[Records from a dataset]
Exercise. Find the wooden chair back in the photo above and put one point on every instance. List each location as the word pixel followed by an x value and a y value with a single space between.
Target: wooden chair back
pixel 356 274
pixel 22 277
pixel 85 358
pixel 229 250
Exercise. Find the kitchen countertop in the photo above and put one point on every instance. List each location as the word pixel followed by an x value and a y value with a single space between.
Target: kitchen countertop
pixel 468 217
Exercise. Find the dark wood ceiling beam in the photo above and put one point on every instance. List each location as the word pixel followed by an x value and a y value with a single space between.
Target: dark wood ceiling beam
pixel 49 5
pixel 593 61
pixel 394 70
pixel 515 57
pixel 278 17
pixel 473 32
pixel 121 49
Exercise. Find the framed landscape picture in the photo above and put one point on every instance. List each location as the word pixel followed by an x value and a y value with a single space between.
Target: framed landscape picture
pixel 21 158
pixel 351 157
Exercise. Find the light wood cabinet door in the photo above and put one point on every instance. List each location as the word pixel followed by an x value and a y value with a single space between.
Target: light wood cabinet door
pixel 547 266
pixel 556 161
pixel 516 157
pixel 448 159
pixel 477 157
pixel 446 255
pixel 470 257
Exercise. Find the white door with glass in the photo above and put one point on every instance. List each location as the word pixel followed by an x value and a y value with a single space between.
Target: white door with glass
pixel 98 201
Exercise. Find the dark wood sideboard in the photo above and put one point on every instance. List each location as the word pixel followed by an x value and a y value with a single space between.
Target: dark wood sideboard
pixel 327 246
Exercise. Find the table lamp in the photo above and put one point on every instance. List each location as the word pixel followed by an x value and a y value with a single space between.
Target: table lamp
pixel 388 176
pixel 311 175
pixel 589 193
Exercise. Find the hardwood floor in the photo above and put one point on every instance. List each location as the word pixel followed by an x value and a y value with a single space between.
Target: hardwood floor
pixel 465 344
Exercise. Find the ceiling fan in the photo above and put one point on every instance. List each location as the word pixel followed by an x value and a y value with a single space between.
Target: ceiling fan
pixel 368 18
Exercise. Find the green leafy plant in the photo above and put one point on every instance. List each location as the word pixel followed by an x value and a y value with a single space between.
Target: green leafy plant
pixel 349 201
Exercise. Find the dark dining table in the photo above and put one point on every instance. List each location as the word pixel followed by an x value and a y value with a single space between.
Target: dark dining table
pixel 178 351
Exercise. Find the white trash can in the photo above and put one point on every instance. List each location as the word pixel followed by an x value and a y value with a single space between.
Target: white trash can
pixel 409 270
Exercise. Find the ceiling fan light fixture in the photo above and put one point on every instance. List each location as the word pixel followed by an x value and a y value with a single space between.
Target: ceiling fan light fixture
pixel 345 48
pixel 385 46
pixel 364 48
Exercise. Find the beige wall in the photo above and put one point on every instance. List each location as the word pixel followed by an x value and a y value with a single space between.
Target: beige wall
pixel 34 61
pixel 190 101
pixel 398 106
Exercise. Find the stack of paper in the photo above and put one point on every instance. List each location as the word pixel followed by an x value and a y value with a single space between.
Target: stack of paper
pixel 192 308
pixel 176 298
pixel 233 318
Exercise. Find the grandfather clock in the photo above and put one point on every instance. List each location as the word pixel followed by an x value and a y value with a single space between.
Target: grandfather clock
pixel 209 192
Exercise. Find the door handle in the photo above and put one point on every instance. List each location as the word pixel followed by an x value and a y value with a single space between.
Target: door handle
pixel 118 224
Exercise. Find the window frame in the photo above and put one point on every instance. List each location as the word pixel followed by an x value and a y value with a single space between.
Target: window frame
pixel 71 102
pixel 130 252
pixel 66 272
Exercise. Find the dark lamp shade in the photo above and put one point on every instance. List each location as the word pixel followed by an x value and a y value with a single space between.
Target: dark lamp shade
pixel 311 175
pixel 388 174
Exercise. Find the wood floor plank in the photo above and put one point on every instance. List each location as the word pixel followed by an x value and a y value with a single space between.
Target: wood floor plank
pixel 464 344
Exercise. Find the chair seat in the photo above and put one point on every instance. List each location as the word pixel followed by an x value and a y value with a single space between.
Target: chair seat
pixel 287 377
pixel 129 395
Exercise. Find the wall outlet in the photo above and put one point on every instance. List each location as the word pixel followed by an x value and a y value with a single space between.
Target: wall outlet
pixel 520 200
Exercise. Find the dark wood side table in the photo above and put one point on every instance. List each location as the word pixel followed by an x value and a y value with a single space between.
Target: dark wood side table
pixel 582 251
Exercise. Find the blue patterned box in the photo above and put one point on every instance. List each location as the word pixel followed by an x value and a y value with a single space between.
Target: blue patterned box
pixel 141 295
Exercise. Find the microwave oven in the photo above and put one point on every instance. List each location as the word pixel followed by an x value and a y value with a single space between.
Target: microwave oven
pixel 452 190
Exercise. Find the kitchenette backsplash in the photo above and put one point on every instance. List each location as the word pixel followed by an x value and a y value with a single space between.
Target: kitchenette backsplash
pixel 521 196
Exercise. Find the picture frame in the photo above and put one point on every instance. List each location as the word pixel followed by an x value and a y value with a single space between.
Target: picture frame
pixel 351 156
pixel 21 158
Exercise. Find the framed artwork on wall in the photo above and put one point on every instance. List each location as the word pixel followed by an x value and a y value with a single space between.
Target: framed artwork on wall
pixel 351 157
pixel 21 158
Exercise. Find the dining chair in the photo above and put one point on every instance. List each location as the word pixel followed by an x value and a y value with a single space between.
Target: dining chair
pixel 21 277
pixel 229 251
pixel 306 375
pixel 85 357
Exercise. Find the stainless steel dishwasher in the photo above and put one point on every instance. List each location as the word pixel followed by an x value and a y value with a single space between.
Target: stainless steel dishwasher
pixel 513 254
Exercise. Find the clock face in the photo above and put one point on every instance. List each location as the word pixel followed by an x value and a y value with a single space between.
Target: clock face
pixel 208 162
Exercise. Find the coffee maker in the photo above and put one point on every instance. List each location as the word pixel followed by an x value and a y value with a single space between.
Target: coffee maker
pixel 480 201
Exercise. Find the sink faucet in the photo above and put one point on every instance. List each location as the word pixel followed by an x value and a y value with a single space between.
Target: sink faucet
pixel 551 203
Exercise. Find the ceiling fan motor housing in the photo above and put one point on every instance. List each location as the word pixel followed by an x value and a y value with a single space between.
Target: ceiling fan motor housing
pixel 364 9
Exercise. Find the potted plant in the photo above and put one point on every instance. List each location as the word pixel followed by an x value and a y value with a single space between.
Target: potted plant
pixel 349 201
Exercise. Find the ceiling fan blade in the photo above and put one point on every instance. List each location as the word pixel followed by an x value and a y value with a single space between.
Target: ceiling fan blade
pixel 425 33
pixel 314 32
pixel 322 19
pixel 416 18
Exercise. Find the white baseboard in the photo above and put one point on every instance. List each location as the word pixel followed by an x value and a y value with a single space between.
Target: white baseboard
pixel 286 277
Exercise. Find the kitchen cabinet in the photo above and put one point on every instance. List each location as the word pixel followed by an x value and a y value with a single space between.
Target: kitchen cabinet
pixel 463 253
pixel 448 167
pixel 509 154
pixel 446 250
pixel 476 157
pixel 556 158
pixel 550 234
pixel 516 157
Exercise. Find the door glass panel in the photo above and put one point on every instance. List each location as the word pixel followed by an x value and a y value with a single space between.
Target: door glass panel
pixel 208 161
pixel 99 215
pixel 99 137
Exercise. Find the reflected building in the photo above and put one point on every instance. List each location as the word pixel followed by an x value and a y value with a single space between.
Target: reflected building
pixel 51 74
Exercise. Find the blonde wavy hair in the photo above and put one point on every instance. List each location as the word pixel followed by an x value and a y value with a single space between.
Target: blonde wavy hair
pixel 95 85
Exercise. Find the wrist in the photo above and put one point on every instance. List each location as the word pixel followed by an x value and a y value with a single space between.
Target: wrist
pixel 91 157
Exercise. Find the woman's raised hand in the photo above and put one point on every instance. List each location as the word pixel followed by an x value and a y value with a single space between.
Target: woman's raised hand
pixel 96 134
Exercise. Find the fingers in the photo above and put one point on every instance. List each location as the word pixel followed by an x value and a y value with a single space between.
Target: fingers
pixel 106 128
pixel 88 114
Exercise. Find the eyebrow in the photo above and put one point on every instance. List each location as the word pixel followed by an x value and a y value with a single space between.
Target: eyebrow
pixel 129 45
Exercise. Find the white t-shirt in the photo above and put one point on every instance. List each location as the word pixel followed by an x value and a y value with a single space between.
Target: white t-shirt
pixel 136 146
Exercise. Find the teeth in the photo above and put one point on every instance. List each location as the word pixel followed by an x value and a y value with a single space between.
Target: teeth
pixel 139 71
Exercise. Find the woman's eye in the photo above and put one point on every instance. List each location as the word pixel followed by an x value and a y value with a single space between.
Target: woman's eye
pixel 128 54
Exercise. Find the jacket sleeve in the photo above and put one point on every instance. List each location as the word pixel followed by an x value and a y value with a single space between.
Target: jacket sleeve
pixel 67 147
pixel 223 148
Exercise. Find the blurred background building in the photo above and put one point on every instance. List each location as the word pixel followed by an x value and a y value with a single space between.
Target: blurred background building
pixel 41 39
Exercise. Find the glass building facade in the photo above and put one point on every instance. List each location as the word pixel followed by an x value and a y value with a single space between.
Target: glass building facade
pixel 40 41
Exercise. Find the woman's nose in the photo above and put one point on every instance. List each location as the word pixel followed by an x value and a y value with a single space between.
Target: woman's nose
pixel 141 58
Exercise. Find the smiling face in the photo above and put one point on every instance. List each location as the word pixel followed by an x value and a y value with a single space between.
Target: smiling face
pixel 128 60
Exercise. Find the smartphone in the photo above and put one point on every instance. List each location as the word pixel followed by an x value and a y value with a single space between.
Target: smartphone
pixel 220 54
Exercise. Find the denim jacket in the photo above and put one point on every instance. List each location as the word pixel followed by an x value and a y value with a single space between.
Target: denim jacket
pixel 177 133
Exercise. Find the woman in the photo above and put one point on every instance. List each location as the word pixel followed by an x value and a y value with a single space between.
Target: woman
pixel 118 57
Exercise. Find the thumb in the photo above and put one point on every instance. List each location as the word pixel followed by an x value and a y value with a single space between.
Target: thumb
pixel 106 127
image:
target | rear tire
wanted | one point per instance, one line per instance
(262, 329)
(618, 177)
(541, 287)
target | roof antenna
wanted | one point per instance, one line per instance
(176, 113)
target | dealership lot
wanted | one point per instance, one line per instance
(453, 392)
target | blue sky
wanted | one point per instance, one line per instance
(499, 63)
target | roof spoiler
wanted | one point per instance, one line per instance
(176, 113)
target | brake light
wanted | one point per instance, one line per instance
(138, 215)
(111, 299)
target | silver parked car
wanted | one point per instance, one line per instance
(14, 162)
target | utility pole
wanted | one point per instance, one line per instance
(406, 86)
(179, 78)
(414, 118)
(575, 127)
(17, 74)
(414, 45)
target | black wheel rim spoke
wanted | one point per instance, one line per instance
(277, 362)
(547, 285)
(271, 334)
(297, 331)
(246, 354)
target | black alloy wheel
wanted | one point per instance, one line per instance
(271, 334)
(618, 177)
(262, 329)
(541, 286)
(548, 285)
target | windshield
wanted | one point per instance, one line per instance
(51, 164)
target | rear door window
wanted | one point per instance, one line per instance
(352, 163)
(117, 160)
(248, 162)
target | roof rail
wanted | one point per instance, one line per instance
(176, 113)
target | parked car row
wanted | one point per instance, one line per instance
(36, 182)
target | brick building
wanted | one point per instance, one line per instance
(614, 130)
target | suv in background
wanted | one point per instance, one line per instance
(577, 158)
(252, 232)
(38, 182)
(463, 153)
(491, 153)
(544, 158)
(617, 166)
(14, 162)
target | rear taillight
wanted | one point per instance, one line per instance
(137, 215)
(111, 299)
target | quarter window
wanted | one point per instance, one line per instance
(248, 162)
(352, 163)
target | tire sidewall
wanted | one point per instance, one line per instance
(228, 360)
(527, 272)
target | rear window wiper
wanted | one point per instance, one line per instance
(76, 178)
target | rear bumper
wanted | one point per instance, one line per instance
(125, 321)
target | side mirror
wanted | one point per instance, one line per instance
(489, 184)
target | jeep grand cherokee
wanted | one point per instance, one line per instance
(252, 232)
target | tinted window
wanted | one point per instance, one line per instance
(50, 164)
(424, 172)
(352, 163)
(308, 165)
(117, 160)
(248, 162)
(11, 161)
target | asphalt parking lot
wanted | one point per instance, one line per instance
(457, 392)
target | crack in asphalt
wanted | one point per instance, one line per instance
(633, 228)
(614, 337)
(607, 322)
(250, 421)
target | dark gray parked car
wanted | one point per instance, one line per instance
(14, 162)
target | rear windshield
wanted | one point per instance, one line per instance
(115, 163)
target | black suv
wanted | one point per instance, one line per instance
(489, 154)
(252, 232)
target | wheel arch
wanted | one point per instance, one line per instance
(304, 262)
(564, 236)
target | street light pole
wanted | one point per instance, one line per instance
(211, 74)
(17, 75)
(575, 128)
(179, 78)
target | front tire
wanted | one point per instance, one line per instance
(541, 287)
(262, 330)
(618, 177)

**WHAT YOU ARE ASKED TO DO**
For the lines above, output exactly those from the line containing "target | silver parked car" through the line containing "target | windshield", and skip the others.

**TASK OUTPUT**
target | silver parked car
wanted | one point per instance, one line per instance
(14, 162)
target | utility pole
wanted | one point per instance, one line per instance
(406, 86)
(179, 78)
(414, 118)
(575, 127)
(17, 74)
(414, 45)
target | black wheel rim spoke
wanted | one point per instance, one line per instance
(277, 362)
(547, 285)
(271, 334)
(297, 331)
(246, 354)
target | black alloy wheel
wanted | one point per instance, one line per instance
(271, 334)
(618, 177)
(262, 329)
(541, 286)
(548, 285)
target | windshield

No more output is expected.